** START OF EXERCISE MATERIAL **

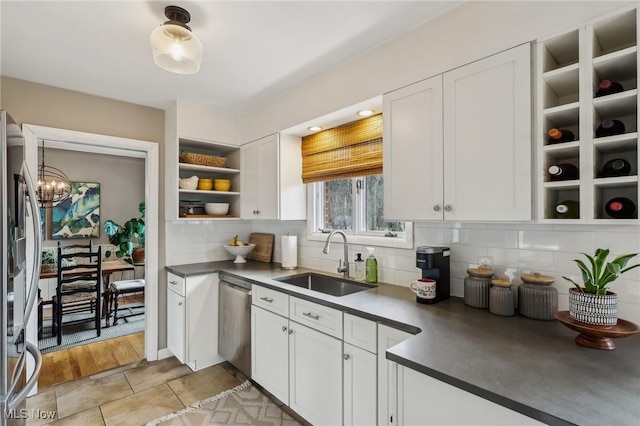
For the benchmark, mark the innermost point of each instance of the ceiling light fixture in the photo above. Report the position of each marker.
(175, 47)
(53, 185)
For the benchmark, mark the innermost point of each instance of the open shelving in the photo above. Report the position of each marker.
(571, 66)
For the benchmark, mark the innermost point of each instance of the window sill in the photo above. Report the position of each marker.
(404, 242)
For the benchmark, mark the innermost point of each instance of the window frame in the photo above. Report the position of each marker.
(359, 234)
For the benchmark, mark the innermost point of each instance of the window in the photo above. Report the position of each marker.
(354, 205)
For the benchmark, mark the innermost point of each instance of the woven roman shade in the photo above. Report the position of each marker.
(353, 149)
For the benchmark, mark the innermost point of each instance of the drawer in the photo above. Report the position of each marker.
(176, 283)
(361, 332)
(271, 300)
(318, 317)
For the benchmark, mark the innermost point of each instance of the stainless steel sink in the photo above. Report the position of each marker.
(325, 284)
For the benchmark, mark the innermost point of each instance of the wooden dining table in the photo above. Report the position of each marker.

** END OF EXERCISE MATERIAL **

Retype every one of the lines above word for word, leaving out the pictures.

For the benchmark, mark the innermost point of each instance of the ceiling light fixture in the photo above. Report the position of each marker.
(175, 47)
(53, 185)
For the benchmark, mark the innermost point of each instance of the open shelving in the photo above. Report the position of each marker.
(571, 66)
For the benchmark, mark the innermost point of each instance of the window sill in the photo above. Report the position of each marker.
(404, 242)
For the benchmark, mark the innermost point of each instance of the window frame in the photo above. Report the position of each marker.
(359, 234)
For the benchmark, mark the innermost point of each instance of the window in the photo above. Report the position of each marker.
(354, 205)
For the benchmark, mark the innermost point of each instance of the woven roman shade in the photo above. Report the position of each marker.
(353, 149)
For the benchmark, mark the innermost point of each instance of the drawer in the photo above. Report the position of each marker.
(176, 283)
(361, 332)
(271, 300)
(318, 317)
For the benchmark, mark the innermost point of each instance of the stainless steel sink in the photo above. Report the position of each marker.
(325, 284)
For the benchmark, mark the innermost point of each instance of the wooden dining table in the photo above. Report the position of each marker.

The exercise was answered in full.